EXERCISE PASSAGE:
In particular, the office and retail sectors are primed for growth as they continue to shrug off pandemic-era disruptions. The percentage of investors surveyed by CBRE who prefer these sectors grew the most over the past two years.

Prime trophy office will remain highly sought by occupiers. And with less available supply of top-quality space, we expect demand to spill over to well-located Class A buildings.

Last year, demolitions and conversions of obsolete office assets outpaced new construction for the first time since CBRE began tracking the office market in 1988. More than just a headline, this represented an inflection point for the broader U.S. office market. Limited supply, declining vacancies and growing usage rates tell us that office has started its long crawl back to equilibrium.

Meanwhile, the retail sector’s strong fundamentals—historically low availability, limited new construction and positive net absorption—position it well this year. But budget-conscious consumers will also drive retailers’ decision-making, especially in the face of high buildout costs and a slowing labor market.

Grocery-anchored, neighborhood & strip and open-air centers in high-income suburbs will be particularly attractive investment targets. Anecdotally, core fund managers have been out-bid by core-plus and value-added players for retail assets.

At the same time, durable demand and secular tailwinds will shore up the industrial, data center and healthcare sectors.

Despite oversupply, modern industrial buildings will remain a key investment target, while the growing use of artificial intelligence will boost demand for data centers and an aging U.S. population will require more medical facilities.

We expect a 5% year-over-year increase in industrial leasing activity this year to nearly 1 billion sq. ft. This will slightly offset the sector’s oversupply of vacant new space. The prospect of more accommodating trade policy and 2% economic growth should also benefit the sector, as well as increased outsourcing of warehouse and distribution operations to third-party logistics operators.

EXTRACTED INFORMATION:
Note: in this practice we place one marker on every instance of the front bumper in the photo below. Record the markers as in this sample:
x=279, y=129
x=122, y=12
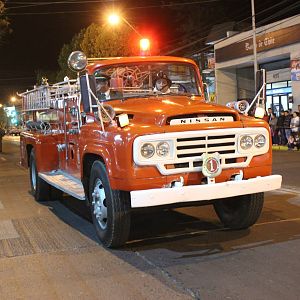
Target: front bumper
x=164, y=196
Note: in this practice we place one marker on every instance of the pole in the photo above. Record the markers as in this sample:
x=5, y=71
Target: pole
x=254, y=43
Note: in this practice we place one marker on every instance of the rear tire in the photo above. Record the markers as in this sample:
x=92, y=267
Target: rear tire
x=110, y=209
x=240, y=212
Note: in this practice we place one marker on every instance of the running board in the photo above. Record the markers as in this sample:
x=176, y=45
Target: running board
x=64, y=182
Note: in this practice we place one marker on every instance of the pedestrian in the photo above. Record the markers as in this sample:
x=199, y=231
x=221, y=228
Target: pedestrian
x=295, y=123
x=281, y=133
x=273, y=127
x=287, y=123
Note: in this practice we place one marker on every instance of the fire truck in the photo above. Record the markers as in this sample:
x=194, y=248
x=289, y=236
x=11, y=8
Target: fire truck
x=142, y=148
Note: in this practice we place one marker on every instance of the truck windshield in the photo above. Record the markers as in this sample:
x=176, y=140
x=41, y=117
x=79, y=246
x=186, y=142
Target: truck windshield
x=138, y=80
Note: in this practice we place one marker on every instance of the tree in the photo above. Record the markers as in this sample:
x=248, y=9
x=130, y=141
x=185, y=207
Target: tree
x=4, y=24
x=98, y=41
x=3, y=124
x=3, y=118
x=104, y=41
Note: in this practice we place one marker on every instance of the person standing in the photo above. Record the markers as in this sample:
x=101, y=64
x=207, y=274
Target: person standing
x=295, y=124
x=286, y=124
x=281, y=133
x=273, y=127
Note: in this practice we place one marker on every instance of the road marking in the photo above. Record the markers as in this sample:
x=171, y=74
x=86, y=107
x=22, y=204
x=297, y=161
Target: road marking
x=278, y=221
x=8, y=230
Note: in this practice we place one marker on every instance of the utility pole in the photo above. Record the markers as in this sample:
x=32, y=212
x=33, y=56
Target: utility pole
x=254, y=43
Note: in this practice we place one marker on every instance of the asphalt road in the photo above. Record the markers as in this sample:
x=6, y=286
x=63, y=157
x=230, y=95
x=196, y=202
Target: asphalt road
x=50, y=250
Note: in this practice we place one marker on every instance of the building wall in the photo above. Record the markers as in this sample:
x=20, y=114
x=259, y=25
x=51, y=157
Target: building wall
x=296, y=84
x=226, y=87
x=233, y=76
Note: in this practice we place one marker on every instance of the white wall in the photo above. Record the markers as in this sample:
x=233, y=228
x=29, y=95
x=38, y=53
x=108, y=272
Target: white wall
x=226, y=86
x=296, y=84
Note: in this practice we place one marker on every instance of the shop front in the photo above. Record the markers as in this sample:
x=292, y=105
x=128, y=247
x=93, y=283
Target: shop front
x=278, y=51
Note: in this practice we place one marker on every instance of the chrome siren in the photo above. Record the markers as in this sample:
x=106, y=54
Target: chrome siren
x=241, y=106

...

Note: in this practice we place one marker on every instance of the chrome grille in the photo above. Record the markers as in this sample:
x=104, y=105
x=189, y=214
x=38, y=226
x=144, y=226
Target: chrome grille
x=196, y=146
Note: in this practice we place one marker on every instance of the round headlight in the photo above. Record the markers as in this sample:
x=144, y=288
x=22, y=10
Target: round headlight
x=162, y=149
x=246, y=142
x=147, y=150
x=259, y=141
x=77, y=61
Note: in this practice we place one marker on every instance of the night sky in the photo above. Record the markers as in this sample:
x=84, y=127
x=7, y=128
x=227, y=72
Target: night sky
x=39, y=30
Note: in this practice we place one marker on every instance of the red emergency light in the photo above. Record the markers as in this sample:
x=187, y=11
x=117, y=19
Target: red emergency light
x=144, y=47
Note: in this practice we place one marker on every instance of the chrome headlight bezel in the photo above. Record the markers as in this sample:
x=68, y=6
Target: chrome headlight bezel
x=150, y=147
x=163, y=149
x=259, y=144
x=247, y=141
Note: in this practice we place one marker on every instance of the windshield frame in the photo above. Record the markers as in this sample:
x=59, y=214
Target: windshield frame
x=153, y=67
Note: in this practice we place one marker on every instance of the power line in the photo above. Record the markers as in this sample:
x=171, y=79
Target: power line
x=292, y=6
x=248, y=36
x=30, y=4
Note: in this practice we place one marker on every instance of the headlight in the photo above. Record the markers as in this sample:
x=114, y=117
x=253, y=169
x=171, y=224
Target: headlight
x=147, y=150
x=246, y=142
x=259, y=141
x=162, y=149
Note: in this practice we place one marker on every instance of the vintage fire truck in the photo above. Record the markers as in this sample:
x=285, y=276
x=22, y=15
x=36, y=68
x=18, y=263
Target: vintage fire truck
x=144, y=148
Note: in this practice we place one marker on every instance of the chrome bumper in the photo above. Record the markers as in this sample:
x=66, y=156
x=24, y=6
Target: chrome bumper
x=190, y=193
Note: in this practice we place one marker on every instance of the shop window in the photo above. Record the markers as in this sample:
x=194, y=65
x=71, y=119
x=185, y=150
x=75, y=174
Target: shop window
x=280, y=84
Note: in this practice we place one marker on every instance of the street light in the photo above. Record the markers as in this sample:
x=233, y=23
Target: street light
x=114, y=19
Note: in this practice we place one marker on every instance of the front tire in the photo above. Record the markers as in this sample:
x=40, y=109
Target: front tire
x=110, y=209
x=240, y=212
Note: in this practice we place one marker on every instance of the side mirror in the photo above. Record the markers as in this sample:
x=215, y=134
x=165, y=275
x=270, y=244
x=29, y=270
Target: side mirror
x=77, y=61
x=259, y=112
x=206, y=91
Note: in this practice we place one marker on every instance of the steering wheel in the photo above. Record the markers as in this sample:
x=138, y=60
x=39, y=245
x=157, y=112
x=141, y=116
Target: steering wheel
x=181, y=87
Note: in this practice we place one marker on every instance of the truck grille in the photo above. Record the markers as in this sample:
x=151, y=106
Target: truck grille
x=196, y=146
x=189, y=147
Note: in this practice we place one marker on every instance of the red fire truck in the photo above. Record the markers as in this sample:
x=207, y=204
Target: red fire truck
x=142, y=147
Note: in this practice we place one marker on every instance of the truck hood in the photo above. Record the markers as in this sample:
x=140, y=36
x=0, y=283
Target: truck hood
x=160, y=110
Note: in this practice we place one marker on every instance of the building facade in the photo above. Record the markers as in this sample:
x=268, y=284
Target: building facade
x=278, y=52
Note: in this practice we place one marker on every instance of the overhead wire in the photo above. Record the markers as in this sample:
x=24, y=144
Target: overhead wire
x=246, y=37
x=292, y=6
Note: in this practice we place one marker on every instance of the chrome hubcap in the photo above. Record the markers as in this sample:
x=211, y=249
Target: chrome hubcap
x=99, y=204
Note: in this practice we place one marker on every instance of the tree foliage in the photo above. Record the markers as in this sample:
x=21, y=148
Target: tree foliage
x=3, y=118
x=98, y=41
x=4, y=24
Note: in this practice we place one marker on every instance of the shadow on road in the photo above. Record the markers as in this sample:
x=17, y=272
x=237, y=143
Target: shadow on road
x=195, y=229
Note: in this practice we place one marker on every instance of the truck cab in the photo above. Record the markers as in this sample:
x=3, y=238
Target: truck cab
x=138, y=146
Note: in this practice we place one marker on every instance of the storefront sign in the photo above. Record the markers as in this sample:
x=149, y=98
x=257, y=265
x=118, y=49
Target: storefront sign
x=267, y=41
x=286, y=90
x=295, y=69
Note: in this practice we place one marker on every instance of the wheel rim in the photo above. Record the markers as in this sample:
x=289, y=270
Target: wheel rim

PROBLEM: Reproduce the commercial real estate outlook text verbatim from "In particular, the" to "back to equilibrium.".

EXPECTED ANSWER:
In particular, the office and retail sectors are primed for growth as they continue to shrug off pandemic-era disruptions. The percentage of investors surveyed by CBRE who prefer these sectors grew the most over the past two years.

Prime trophy office will remain highly sought by occupiers. And with less available supply of top-quality space, we expect demand to spill over to well-located Class A buildings.

Last year, demolitions and conversions of obsolete office assets outpaced new construction for the first time since CBRE began tracking the office market in 1988. More than just a headline, this represented an inflection point for the broader U.S. office market. Limited supply, declining vacancies and growing usage rates tell us that office has started its long crawl back to equilibrium.